#### [TASK TO COMPLETE]
Write out every line again, from the line with "Can you find the green grass?" up to and including the line with "point(636, 247)", shifting each coordinate of the answer points by -149. Keep the sample point after "each like" unchanged.

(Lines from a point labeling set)
--- BEGIN ---

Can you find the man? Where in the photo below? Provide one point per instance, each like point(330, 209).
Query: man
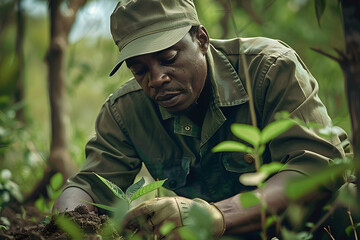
point(186, 92)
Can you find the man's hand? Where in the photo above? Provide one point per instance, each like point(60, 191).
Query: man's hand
point(150, 215)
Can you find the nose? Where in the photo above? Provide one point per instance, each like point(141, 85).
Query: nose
point(158, 77)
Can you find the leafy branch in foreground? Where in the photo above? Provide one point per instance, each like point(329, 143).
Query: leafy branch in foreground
point(133, 192)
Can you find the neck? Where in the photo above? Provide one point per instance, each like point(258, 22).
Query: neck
point(197, 111)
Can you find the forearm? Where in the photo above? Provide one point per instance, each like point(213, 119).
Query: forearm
point(240, 221)
point(72, 197)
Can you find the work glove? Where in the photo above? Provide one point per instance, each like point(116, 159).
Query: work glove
point(151, 214)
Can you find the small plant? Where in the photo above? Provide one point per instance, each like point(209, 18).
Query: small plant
point(133, 192)
point(53, 191)
point(258, 140)
point(294, 189)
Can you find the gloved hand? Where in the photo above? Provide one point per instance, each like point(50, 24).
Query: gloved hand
point(150, 215)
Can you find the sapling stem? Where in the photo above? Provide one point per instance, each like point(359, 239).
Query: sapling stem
point(352, 224)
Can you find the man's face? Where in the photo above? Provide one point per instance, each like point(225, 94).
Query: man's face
point(174, 77)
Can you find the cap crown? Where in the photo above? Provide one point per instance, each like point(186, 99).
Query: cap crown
point(133, 19)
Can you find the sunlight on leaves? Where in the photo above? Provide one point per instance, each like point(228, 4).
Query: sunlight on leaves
point(232, 146)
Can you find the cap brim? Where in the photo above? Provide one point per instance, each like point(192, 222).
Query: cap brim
point(150, 43)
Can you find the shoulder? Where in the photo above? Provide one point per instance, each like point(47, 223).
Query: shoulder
point(131, 87)
point(252, 46)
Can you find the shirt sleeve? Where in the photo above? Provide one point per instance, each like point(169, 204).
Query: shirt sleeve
point(110, 154)
point(289, 86)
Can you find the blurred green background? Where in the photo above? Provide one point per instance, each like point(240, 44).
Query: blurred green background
point(24, 147)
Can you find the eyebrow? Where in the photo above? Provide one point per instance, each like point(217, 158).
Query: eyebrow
point(155, 54)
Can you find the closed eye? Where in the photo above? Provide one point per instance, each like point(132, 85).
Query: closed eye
point(169, 61)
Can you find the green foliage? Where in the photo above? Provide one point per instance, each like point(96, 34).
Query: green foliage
point(9, 190)
point(249, 199)
point(319, 9)
point(53, 191)
point(133, 192)
point(70, 227)
point(299, 188)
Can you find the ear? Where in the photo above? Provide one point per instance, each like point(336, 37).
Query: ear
point(202, 38)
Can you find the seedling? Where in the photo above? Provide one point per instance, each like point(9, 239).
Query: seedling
point(133, 192)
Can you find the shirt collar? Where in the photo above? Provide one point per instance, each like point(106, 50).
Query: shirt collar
point(228, 89)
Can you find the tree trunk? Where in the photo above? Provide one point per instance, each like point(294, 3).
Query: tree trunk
point(350, 65)
point(19, 90)
point(59, 160)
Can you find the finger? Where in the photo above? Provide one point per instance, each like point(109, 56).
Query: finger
point(170, 212)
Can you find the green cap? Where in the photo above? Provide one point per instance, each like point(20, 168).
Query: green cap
point(145, 26)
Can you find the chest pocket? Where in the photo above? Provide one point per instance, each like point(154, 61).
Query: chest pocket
point(174, 170)
point(238, 162)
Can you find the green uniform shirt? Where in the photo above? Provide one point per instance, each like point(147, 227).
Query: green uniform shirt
point(131, 129)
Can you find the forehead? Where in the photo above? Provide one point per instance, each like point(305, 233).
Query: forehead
point(182, 44)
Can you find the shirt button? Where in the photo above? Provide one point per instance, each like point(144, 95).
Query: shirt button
point(172, 184)
point(249, 158)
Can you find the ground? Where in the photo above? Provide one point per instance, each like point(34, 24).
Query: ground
point(32, 224)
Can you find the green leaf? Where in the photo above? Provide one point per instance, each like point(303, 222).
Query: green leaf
point(56, 181)
point(249, 199)
point(252, 179)
point(271, 168)
point(113, 187)
point(70, 227)
point(319, 8)
point(349, 229)
point(301, 187)
point(146, 189)
point(166, 228)
point(274, 129)
point(134, 187)
point(187, 233)
point(106, 207)
point(247, 133)
point(232, 146)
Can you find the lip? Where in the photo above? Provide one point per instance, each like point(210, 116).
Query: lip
point(168, 100)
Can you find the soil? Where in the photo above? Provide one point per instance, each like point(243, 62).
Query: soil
point(34, 225)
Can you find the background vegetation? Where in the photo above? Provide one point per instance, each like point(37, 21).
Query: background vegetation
point(25, 143)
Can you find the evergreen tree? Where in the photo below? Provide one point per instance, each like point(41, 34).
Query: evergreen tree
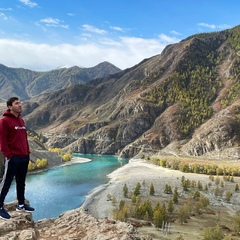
point(137, 189)
point(152, 191)
point(125, 190)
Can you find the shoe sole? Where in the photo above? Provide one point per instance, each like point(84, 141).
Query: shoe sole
point(23, 210)
point(5, 218)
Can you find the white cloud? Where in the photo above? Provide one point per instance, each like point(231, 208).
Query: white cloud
point(117, 28)
point(124, 53)
point(28, 3)
point(175, 33)
point(3, 16)
point(213, 26)
point(53, 22)
point(6, 9)
point(90, 28)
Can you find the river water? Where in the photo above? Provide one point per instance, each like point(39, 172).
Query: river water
point(63, 188)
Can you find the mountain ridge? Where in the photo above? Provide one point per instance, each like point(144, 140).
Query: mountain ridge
point(184, 101)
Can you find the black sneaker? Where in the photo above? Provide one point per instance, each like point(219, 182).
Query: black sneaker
point(25, 208)
point(4, 214)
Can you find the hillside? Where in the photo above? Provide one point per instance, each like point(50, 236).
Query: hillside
point(184, 101)
point(27, 84)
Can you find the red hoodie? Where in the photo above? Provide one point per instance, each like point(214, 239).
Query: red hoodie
point(13, 136)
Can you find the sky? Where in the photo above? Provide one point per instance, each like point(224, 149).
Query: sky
point(43, 35)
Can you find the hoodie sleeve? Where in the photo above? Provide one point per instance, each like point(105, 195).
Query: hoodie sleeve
point(3, 139)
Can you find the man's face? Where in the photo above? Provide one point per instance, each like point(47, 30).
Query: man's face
point(16, 107)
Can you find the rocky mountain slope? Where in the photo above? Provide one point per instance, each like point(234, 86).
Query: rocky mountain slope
point(184, 101)
point(74, 224)
point(26, 84)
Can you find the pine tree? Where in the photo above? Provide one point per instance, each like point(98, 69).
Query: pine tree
point(125, 190)
point(152, 191)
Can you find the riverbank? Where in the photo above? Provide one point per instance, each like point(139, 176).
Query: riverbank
point(137, 170)
point(98, 203)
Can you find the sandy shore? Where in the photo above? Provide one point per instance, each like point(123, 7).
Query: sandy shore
point(137, 170)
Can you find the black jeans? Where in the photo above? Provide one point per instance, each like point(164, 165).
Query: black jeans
point(15, 167)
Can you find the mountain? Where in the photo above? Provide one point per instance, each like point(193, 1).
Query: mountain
point(26, 84)
point(184, 101)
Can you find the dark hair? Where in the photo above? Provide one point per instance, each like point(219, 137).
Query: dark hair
point(11, 100)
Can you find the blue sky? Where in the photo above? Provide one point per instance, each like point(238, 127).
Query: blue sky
point(43, 35)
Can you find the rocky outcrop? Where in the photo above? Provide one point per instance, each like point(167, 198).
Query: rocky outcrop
point(216, 138)
point(74, 224)
point(179, 96)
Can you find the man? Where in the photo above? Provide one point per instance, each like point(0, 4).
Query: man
point(15, 149)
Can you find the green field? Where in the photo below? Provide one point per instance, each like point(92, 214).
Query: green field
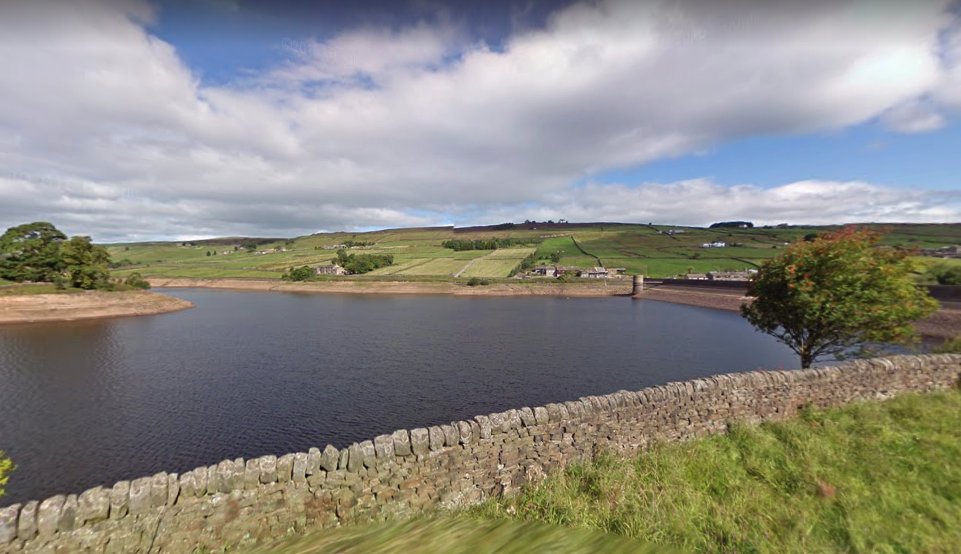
point(641, 249)
point(872, 477)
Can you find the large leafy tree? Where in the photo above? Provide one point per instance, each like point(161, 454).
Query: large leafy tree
point(86, 264)
point(837, 293)
point(31, 252)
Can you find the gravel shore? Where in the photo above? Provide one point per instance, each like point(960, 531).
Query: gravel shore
point(31, 308)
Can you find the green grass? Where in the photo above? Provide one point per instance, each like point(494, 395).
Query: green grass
point(35, 288)
point(873, 477)
point(491, 268)
point(459, 536)
point(636, 247)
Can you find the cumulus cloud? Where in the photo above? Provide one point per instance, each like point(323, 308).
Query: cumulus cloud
point(105, 130)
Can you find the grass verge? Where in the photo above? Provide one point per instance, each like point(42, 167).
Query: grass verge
point(872, 477)
point(460, 536)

--- END ---

#### [RIGHT ANSWER]
Can you find the green grass? Where in the photo above? Provide one point per instance, each like point(494, 395).
Query: green grass
point(-114, 139)
point(724, 328)
point(342, 119)
point(310, 387)
point(487, 98)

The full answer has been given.